What to do:
Copy, word for word, the portion of the blog post about Jandek that runs from "In any event, I" up to and including "decided to get it.".

Supplied passage:
***

Sunday, January 24, 2010


JANDEK is a tremendously popular under ground and avaunt guard musical artist.

One day in the mid-eighties, I was in the that used record store that was on Westheimer east of Montrose, next to a drapery company that was very cranky about you parking in their half of the lot. I think it was called Record Exchange but I'm not sure.

In any event, I was asking one of the clerks about any used albums from local Houston bands, past or present. She said well, this is sorta current, a couple of years old, and it's local because this guy Jandek supposedly lives in Houston, and it's different. Some of it is sorta traditional and some is sorta avaunt guard, so since it was like $1 or something I decided to get it.

I listened to it. It was interesting. Some of it was even kinda cool. It wasn't what I played or listened to, and I have been a fan of many genres of music in my lifetime.
Classical, symphonic, orchestral, jazz, country, folk, latin, blues, rock, pop, soul, r&b, rap and all kinds of things that are in between.

It was this guy, probably recording on a 4 track cassette (which was state of the art home recording gear in the early 1980's), with a guitar tuned to some obscure or personal tuning scheme. And it wasn't so much the guitar playing, although the guitar music certainly contributed to the overall sort of angsty feeling of the album, as the voice.

Here's what wiki says about Jandek:

Although never formally confirmed, it is widely accepted that Jandek's real name is Sterling Richard Smith (probably born October 26, 1945); a review of Ready for the House in OP magazine, the first ever national press given to Jandek, refers to the artist as Sterling Smith,[1] checks written to Corwood come back endorsed by Smith, and Smith is listed as the claimant in the copyright records for Jandek's albums at the Library of Congress. Despite this evidence, Corwood never uses the name in connection with Jandek, and, in turn, many of Jandek's fans respectfully maintain this separation. He is widely believed to live in the area of Houston, Texas, as this is the location of the post office box (No. 15375) which has been used by Corwood from the beginning. There is also a telephone number for Corwood Industries listed in the phone book for the area. Corwood happens to share the number with "Sterling Smith Corporation", which appears to be a stock and securities broker.


Jandek's first album, Ready for the House, though obviously a solo work, was originally credited to a band called The Units. As explained in an interview in the first issue of Spin, Smith was forced to change the name by an identically named Californian group already in possession of a copyright. All reissues of this first album and all subsequent Corwood releases have been credited to "Jandek". In Trubee's interview, Smith claims he came up with the name Jandek while on the telephone with a person named Decker during the month of January.[4] Smith's initial use of a plural band name (and Corwood's curious tendency to refer to Jandek as "a representative from Corwood Industries") has led some fans to suggest that the reclusive artist intended his oeuvre to be perceived as the work of an anonymous collective rather than that of a single man. Indeed, though roughly two-thirds of his records are solo affairs, the other third have variably featured female vocalists, different male vocalists, bass guitar, electric guitar, drums, and accordion.

One could conjure all sorts of images of what kind of guy was making this obscure and sparse music. The post office box was at a South Houston zip code and one could imagine Jandek living in some sparsely furnished wood framed ramshackle house in a not so nice sketchy part of town.

***

Entries:

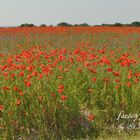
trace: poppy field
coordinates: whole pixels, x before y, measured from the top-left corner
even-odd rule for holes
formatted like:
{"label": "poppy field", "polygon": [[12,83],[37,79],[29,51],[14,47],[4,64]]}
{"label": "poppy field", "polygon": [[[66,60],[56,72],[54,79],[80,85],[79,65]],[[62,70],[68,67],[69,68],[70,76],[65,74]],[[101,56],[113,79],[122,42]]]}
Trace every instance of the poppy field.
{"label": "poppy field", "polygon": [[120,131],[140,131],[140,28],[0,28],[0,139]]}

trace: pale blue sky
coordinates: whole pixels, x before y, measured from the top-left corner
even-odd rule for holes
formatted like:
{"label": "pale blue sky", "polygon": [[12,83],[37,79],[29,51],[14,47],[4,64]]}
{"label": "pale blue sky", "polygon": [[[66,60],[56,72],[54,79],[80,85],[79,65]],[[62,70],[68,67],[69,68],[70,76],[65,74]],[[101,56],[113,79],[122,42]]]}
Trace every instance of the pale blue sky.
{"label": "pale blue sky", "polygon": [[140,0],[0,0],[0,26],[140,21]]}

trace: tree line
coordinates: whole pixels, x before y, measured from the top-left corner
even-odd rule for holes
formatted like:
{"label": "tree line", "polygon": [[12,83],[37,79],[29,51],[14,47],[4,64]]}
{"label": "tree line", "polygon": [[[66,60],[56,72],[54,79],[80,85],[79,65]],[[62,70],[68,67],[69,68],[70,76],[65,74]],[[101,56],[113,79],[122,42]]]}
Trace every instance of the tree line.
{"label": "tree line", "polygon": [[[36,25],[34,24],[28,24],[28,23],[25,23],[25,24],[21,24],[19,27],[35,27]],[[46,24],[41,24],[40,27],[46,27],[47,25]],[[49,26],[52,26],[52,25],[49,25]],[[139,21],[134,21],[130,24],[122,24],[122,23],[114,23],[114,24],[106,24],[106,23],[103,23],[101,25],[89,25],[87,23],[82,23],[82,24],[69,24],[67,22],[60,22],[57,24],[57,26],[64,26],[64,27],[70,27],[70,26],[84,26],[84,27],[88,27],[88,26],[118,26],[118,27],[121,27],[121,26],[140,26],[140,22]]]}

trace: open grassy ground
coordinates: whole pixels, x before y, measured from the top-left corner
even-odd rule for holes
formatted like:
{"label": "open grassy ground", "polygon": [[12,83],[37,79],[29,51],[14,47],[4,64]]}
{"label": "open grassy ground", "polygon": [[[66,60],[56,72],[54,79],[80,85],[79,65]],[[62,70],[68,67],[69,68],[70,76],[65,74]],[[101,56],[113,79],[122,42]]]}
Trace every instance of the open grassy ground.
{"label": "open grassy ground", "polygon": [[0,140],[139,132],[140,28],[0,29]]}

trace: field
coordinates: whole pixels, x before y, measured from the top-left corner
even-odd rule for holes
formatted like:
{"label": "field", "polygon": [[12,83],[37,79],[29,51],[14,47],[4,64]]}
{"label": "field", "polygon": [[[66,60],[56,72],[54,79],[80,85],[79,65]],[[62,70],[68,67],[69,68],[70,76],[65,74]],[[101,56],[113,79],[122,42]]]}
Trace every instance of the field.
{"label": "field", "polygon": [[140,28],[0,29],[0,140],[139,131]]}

***

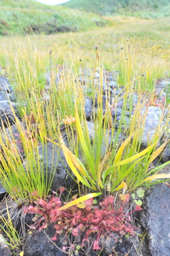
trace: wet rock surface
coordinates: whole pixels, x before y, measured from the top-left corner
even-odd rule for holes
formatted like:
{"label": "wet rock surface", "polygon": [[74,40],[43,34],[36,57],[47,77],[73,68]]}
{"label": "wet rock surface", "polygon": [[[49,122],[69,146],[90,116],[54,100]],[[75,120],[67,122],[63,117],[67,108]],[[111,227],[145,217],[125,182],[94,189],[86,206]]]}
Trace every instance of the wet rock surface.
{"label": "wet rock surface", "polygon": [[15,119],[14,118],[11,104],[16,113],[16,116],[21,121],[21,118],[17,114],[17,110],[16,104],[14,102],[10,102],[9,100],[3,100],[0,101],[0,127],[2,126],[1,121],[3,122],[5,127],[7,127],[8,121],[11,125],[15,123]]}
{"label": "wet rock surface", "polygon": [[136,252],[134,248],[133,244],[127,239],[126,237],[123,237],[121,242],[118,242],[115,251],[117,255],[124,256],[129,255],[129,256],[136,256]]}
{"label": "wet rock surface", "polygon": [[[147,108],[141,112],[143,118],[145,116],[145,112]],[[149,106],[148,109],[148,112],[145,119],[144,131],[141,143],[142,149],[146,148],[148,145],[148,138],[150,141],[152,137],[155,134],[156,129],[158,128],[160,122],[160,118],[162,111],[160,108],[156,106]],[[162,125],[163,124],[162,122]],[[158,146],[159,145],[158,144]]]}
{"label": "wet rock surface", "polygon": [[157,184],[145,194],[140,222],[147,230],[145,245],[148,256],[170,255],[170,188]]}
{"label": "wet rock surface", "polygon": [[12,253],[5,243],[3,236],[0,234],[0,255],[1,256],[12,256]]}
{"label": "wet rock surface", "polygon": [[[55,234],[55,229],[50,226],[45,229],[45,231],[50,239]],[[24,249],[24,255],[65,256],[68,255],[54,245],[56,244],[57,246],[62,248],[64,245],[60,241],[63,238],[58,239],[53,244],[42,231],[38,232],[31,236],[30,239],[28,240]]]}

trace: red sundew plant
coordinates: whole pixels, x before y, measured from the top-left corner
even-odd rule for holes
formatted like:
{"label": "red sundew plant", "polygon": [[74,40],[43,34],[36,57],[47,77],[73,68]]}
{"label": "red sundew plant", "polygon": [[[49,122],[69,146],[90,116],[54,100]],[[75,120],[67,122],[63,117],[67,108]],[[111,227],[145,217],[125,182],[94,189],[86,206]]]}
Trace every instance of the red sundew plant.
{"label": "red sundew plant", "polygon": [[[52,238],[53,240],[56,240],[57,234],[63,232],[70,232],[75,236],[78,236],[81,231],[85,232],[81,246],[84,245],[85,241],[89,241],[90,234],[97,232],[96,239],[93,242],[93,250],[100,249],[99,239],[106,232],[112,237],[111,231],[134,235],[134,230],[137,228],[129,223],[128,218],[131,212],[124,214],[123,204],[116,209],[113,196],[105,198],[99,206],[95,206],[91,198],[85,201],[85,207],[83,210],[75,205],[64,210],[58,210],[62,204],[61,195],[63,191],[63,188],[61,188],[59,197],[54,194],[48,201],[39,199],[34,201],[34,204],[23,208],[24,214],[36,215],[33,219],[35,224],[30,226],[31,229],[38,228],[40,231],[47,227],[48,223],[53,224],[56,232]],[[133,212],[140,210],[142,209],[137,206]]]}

***

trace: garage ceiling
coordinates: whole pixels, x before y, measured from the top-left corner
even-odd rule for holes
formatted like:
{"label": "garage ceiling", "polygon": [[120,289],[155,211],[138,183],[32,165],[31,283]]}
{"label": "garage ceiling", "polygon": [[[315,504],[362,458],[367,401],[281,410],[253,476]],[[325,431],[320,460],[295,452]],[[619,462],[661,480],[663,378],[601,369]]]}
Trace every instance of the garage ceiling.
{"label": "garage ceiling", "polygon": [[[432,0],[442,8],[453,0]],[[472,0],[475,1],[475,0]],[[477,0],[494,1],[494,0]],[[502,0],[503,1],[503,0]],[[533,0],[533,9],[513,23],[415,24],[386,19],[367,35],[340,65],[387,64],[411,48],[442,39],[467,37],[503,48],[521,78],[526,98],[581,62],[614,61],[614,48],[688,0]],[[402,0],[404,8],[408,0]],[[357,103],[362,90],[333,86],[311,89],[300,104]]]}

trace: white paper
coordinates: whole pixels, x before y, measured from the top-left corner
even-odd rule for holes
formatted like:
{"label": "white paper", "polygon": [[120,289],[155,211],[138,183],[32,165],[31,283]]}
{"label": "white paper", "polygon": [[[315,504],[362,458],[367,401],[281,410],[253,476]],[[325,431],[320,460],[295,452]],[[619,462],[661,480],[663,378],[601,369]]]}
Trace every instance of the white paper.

***

Solution:
In any event, I was asking one of the clerks about any used albums from local Houston bands, past or present. She said well, this is sorta current, a couple of years old, and it's local because this guy Jandek supposedly lives in Houston, and it's different. Some of it is sorta traditional and some is sorta avaunt guard, so since it was like $1 or something I decided to get it.